### Page extract
From 942de54f160eb6bce26162e88ea90961fa5d6f2c Mon Sep 17 00:00:00 2001
From: Jacob Hinkle <jhinkle@nvidia.com>
Date: Wed, 11 Dec 2024 10:54:11 -0500
Subject: [PATCH 1/4] Add cluster_dims param to MatmulParams

Following #3557 we can specify the cluster size for our fusions.
Currently we don't do anything explicitly with CGAs, but this can help
guarantee that tiles are scheduled onto GPCs in pairs. Each GPC has a
number of TPCs, each of which holds 2 SMs, so this lets us take
advantage of caching at the TPC and GPC level for operand loads, in
addition to L2.
---
 csrc/codegen.cpp                       | 3 +--
 csrc/scheduler/hopper_multi_matmul.cpp | 2 ++
 csrc/scheduler/hopper_multi_matmul.h   | 8 ++++++++
 csrc/scheduler/matmul_heuristic.h      | 4 ++++
 tests/cpp/test_matmul.cpp              | 5 ++---
 5 files changed, 17 insertions(+), 5 deletions(-)
diff --git a/csrc/codegen.cpp b/csrc/codegen.cpp
index 0060e626fe6..066670cc15d 100644
--- a/csrc/codegen.cpp
+++ b/csrc/codegen.cpp
@@ -276,8 +276,7 @@ class CudaKernelGenerator : private kir::ConstIrVisitor {
     code_ << "__global__ void ";
     if (kernel_->hasManaged("cluster_dims")) {
       auto cluster_dims =
-          kernel_->getManaged<std::tuple<int64_t, int64_t, int64_t>>(
-              "cluster_dims");
+          kernel_->getManaged<std::tuple<int, int, int>>("cluster_dims");
       code_ << "__cluster_dims__(" << std::get<0>(cluster_dims) << ", "
             << std::get<1>(cluster_dims) << ", " << std::get<2>(cluster_dims)
             << ") ";
diff --git a/csrc/scheduler/hopper_multi_matmul.cpp b/csrc/scheduler/hopper_multi_matmul.cpp
index fbb95d46df2..a5b6f4d2bb7 100644
--- a/csrc/scheduler/hopper_multi_matmul.cpp
+++ b/csrc/scheduler/hopper_multi_matmul.cpp
@@ -53,6 +53,8 @@ void HopperMultipleMatmulScheduler::run() {
 
   inspectPrologues();
 
+  setCGADims();
+
   scheduleOperands();
 
   // schedule mma instruction output (mma_result)

### Stored data
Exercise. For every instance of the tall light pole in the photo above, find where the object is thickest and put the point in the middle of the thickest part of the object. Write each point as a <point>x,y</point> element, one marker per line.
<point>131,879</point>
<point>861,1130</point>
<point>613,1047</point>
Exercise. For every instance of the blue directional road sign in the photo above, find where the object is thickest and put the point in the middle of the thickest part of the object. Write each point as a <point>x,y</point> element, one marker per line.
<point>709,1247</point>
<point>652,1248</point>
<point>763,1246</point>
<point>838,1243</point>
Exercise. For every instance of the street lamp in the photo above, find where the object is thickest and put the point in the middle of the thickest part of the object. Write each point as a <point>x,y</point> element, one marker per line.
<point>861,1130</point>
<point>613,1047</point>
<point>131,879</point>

### Problems to solve
1/ Reproduce part of the cluster_dims patch, beginning at the words "Following #3557 we" and stopping after "insertions(+), 5 deletions(-)".
2/ Proceed with the cluster_dims patch, picking up right after its last line.

### Written responses
1/
Following #3557 we can specify the cluster size for our fusions.
Currently we don't do anything explicitly with CGAs, but this can help
guarantee that tiles are scheduled onto GPCs in pairs. Each GPC has a
number of TPCs, each of which holds 2 SMs, so this lets us take
advantage of caching at the TPC and GPC level for operand loads, in
addition to L2.
---
 csrc/codegen.cpp                       | 3 +--
 csrc/scheduler/hopper_multi_matmul.cpp | 2 ++
 csrc/scheduler/hopper_multi_matmul.h   | 8 ++++++++
 csrc/scheduler/matmul_heuristic.h      | 4 ++++
 tests/cpp/test_matmul.cpp              | 5 ++---
 5 files changed, 17 insertions(+), 5 deletions(-)

2/
diff --git a/csrc/scheduler/hopper_multi_matmul.h b/csrc/scheduler/hopper_multi_matmul.h
index bf7bc1df0f5..1d77785cc99 100644
--- a/csrc/scheduler/hopper_multi_matmul.h
+++ b/csrc/scheduler/hopper_multi_matmul.h
@@ -149,6 +149,14 @@ class HopperMultipleMatmulScheduler : public MultipleMatmulScheduler {
   std::vector<std::vector<MatmulDimRole>> blockTileTensors(
       const std::vector<TensorView*>& tvs);
 
+  //! Specifies the CGA dimensions by setting "cluster_dims" as fusion-managed
+  //! data
+  void setCGADims() const {
+    if (params_->cluster_dims != std::tuple<int, int, int>{1, 1, 1}) {
+      fusion_->manage("cluster_dims", params_->cluster_dims);
+    }
+  }
+
   //! Schedule the loads of all operands from global memory to shared memory.
   //! Starting from the basic tiled schedule, we swizzle the operand memory.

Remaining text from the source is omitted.